| Objective 1 |
Using the study summary below, decide whether each statement agrees with it: (a) The study compares hydraulic response times and aquifer residence times across 31 major aquifer systems. (b) Some of the aquifer systems studied lie in Antarctica. (c) The study concludes that hydraulic response time matters for assessing renewability only in aquifers holding young water. For each, answer yes or no and quote the words of the summary that decide it.
| Objective 2 |
According to the study summary below, in which journal did the study appear?

| Source excerpt |
• • • •

Ferguson et al. (2026) Renewability of fossil groundwaters affected by present-day climate conditions

Identification

• Journal: Nature Geoscience
• Year: 2026
• Date: 2026-02-05
• Authors: Grant Ferguson, Mark O Cuthbert, Scott Jasechko, Michael Manga, Jeffrey J. McDonnell, Jennifer C. McIntosh, Chander E. Noyes, Barbara Sherwood Lollar, Richard G. Taylor
• DOI: 10.1038/s41561-026-01923-4

Research Groups

• Department of Civil, Geological and Environmental Engineering, University of Saskatchewan, Saskatoon, Canada
• Department of Hydrology and Atmospheric Sciences, University of Arizona, Tucson, USA
• Global Institute for Water Security, University of Saskatchewan, Saskatoon, Canada
• School of Environment and Sustainability, University of Saskatchewan, Saskatoon, Canada
• School of Earth and Environmental Sciences, Cardiff University, Cardiff, UK
• Bren School of Environmental Science and Management, University of California Santa Barbara, Santa Barbara, USA
• Department of Earth and Planetary Science, University of California Berkeley, Berkeley, CA, USA
• College of Resources and Environmental Engineering, Ludong University, Yantai, China
• North China University of Water Resources and Electric Power, Zhengzhou, China
• School of Geography, Earth & Environmental Sciences, University of Birmingham, Birmingham, UK
• Waite-Heindel Environmental Management, Burlington, USA
• Department of Earth Sciences, University of Toronto, Toronto, Canada
• Department of Geography, University College London, London, UK

Short Summary

This study compares hydraulic response times (HRT) and aquifer residence times (ART) across 31 major aquifer systems globally, revealing that the presence of fossil groundwater does not necessarily mean current water levels are controlled by past climates, as HRT often dictates the system's adjustment to modern conditions. It concludes that HRT is crucial for assessing groundwater renewability and sustainable management, even in aquifers containing very old water.

Objective

• To clarify the relationship between aquifer residence times (ART) and hydraulic response times (HRT) and their implications for understanding groundwater system behavior.
• To determine whether the presence of fossil groundwater necessarily indicates that current groundwater levels are affected by past climate conditions, thereby informing sustainable groundwater management strategies.

Study Configuration

• Spatial Scale: 31 major aquifer systems distributed across all continents except Antarctica.

• • • •

| Listed records |

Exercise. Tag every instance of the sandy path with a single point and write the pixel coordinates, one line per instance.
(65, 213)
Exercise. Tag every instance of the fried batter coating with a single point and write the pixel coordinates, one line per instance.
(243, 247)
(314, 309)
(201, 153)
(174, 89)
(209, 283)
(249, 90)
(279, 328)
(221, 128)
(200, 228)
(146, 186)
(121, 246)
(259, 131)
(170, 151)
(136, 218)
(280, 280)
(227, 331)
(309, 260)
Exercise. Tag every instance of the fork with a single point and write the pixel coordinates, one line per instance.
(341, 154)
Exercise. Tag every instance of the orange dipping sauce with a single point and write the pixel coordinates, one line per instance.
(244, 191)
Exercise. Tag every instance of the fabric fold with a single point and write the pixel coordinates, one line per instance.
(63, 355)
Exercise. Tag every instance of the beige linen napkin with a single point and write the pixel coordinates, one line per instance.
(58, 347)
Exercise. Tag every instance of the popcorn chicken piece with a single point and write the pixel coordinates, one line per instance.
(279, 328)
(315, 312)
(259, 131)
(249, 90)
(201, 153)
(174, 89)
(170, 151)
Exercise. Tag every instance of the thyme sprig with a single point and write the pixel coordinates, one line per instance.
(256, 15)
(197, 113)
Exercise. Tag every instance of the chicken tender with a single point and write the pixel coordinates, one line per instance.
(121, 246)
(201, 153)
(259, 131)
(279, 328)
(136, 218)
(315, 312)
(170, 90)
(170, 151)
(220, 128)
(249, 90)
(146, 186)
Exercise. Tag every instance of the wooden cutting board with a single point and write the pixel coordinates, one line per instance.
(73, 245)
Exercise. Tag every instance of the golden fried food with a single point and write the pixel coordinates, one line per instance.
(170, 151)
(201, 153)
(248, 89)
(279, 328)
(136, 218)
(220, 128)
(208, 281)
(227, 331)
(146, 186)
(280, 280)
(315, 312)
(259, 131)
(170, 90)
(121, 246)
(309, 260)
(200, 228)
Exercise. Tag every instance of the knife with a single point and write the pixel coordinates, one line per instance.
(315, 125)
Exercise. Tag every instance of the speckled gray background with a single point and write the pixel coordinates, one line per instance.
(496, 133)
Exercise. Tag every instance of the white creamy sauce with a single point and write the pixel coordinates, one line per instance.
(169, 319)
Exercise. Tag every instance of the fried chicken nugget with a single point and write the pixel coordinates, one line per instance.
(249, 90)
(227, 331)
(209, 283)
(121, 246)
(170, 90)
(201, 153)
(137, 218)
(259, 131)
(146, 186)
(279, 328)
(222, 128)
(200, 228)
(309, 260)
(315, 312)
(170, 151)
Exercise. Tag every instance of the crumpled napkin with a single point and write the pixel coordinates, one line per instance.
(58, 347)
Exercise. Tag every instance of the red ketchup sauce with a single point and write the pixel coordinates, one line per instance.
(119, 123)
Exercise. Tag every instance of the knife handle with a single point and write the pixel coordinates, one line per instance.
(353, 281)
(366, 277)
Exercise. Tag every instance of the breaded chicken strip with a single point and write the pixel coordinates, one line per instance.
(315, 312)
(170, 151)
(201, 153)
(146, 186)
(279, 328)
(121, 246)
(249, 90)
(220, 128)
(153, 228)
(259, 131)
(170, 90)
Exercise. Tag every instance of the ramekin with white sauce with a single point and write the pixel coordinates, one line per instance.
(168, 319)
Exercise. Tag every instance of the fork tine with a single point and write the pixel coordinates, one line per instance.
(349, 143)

• • • •

| Correct response 1 |
(a) Yes: "compares hydraulic response times (HRT) and aquifer residence times (ART) across 31 major aquifer systems globally"
(b) No: "31 major aquifer systems distributed across all continents except Antarctica."
(c) No: "HRT is crucial for assessing groundwater renewability and sustainable management, even in aquifers containing very old water."

| Correct response 2 |
Nature Geoscience.